Berdasarkan hasil pengamatan parasit di Wilker Pangkalan Bun. Jenis parasit yang ditemukan pada kepiting yang dilalulintaskan adalah jenis Octlasmis sp., Vorticella sp., dan Epistylis sp. Parasit Octolacmis sering ditemukan menempel pada organ insang kepiting. Parasit ini memiliki ciri-ciri berupa 3 bagian utama, 1) Capitulum berbentuk oval yang meruncing di salah satu sisinya dan berbentuk pipih. Fungsi dari bagian ini adalah berisi berbagai organ pencernaan dari parasit. 2) Sebuah tangkai memanjang yang disebut penducle, 3) Kait yang berada diujung penducle, berfungsi untuk menempel erat pada inang.
Parasit ini dapat menyebabkan kematian apabila populasinya tinggi karena menggangu sistem respirasi, akan tetapi pada populasi yang sedikit tidak membahayakan kepiting. Infeksi Octolasmis sp. biasanya terjadi di bagian kepala, dada dan insang. Jumlah yang sangat banyak akan menyebabkan kepiting kesulitan mengambil oksigen untuk bernafas, kemudian akhirnya mati. Infestasi Octolasmis sp. yang berat dapat menurunkan luas permukaan lamela insang sehingga menyebabkan defisiensi dalam penyerapan oksigen. Parasit Octolasmis sp. juga dapat menghambat pertukaran oksigen dan karbon dioksida. Hal ini karena terjadinya penutupan pada insang oleh akumulasi parasit dan kotoran. Infeksi parasit bisa terjadi karena tingginya bahan organik di perairan akibat pencemaran.

** Daftar Masukan **
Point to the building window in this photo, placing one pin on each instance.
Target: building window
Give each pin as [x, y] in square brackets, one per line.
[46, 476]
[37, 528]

** Soal 1 **
Menurut teks tentang parasit kepiting, mengapa Octolasmis sp. dapat menghambat pertukaran oksigen dan karbon dioksida? Jawab dalam satu sampai tiga kalimat.
** Soal 2 **
Tolong lanjutkan teks tentang parasit kepiting setelah kalimat terakhirnya.
Daftar tersebut tidak diperlukan untuk mengerjakan soal.

** Jawaban 1 **
Insang kepiting tertutup oleh akumulasi parasit dan kotoran. Karena itu, pertukaran oksigen dan karbon dioksida terhambat.

** Jawaban 2 **
Parasit ini bisa mencapai ukuran 0,5 cm dan terlihat apabila menginfeksi bagian luar kepiting, namun terkadang parasit ini masih berukuran kecil sehingga sulit dilihat dengan mata telanjang. Ciri-ciri kepiting yang terinfeksi antara lain: kepiting terlihat lemas, gerakan tidak aktif, dan respon mata lambat apabila disentuh. Konsumen kepiting disarankan untuk memperhatikan juga bagian dalam ketika akan memasak kepiting. Parasit ini banyak ditemukan dibagian insang dan menyebabkan rasa tidak nikmat apabila ikut terkonsumsi. Maka, disarankan untuk menghilangkan bagian insang ketika memasak.
Peran Karantina Ikan dalam Pengendalian Penyakit
Salah satu bentuk pelayanan yang dilaksanakan oleh SKIPM Palangka raya adalah laboratorium pengujian terhadap HPIK maupun laboratorium pengujian mutu untuk produk perikanan.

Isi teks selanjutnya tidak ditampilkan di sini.